▶ **JOB 1**: From the rows below, copy word for word the lines starting at the one that contains "plant on ground." and continuing up to and including the final line of the rows.

▶ **TEXT PROVIDED**:

========

Models should be compared in the history match as well as the forecast period. Depending on the organization's portfolio, models with specific features should also be included to achieve broader coverage and stress the simulator with more complex physics such as hysteresis, miscibility, strong capillary pressure, critical point crossing, etc. Forecast models can be tested with a few wells to assess the accuracy of the well model, and with a larger number to test the stability and robustness of field scheduling controls. Models with extreme parameters are also useful in this respect, such as those with strong permeability anisotropy or narrow relative permeability endpoints. Aggressive local grid refinements (LGRs) typically lead to increased numerical heterogeneity and transmissibility anisotropy, as well as high flow throughput, the rate of fluid flowing through a cell divided by its volume. They are therefore a good test for robustness. Other features that might be included if they are in the portfolio are multi-reservoir coupling and/or integration with surface facility networks. If ECHELON or another simulator is missing a major key feature, then it would not be suitable as a total replacement for the organization, but may still provide value on those models it supports. Finally, it should be noted that minor features can always be added by the vendor.

========

▶ **STORED ROWS**:

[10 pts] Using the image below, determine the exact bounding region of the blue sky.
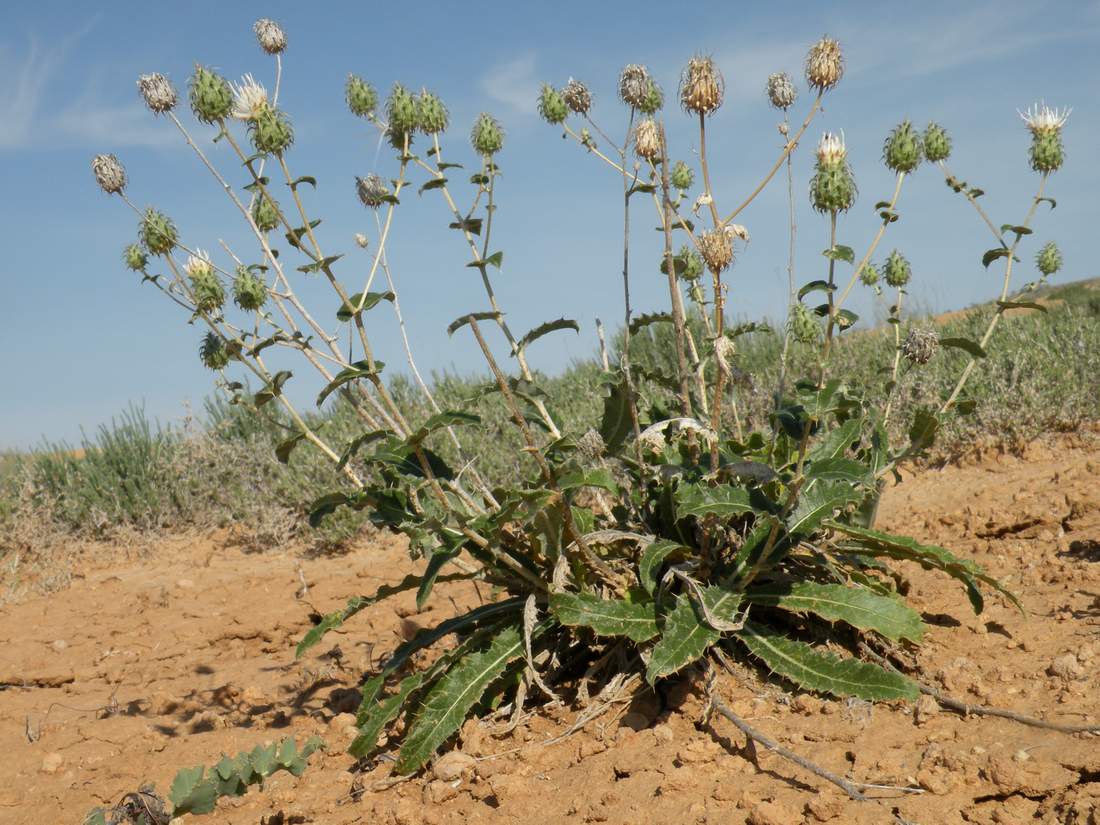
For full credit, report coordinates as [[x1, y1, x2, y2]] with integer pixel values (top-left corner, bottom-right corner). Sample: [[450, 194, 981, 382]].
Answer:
[[0, 0, 1100, 448]]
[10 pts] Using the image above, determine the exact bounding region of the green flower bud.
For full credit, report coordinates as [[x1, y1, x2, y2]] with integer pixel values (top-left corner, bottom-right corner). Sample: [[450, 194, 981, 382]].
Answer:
[[184, 250, 226, 312], [810, 132, 858, 212], [138, 209, 178, 255], [924, 123, 952, 163], [190, 65, 233, 123], [233, 266, 267, 311], [344, 75, 378, 118], [122, 243, 149, 272], [249, 106, 294, 155], [882, 250, 913, 289], [199, 332, 229, 371], [669, 161, 695, 190], [1035, 241, 1062, 277], [416, 89, 450, 134], [470, 112, 504, 155], [638, 79, 664, 114], [882, 120, 924, 173], [787, 301, 822, 344], [538, 84, 569, 125]]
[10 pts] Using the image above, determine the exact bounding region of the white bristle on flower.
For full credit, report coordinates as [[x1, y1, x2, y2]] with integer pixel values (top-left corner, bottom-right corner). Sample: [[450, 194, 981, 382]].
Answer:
[[817, 132, 848, 163], [1016, 101, 1074, 132], [230, 74, 268, 120]]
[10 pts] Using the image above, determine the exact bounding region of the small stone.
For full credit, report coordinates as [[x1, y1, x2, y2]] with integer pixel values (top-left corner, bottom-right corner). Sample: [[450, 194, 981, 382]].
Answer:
[[431, 750, 477, 782]]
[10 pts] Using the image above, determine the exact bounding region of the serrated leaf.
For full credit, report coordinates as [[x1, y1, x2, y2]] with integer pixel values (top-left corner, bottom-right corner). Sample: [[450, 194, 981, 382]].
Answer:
[[550, 593, 659, 642], [737, 622, 920, 702], [939, 338, 986, 359], [638, 539, 689, 594], [646, 586, 741, 684], [394, 626, 524, 773], [516, 318, 581, 350], [745, 581, 926, 641], [317, 361, 386, 407], [337, 292, 394, 321], [675, 484, 752, 518], [981, 246, 1011, 270], [826, 521, 1023, 613]]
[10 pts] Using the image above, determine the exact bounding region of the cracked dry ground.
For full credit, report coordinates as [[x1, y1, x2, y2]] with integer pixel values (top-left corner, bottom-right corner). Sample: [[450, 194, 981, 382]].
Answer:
[[0, 440, 1100, 825]]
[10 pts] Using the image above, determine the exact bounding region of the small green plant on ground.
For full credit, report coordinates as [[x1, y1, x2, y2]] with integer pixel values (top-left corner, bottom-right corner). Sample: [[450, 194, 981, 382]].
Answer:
[[85, 17, 1091, 809]]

========

▶ **JOB 2**: Translate this sentence from the passage on testing simulator models into Spanish: "Finally, it should be noted that minor features can always be added by the vendor."

▶ **EXERCISE RESULT 1**:
[10 pts] Using the image above, determine the exact bounding region of the small green plant on ground.
For full credit, report coordinates as [[x1, y1, x2, y2]] with integer pixel values (top-left corner, bottom-right corner). Sample: [[450, 194, 981, 382]].
Answer:
[[85, 17, 1091, 809]]

▶ **EXERCISE RESULT 2**: Por último, cabe señalar que el proveedor siempre puede añadir funciones menores.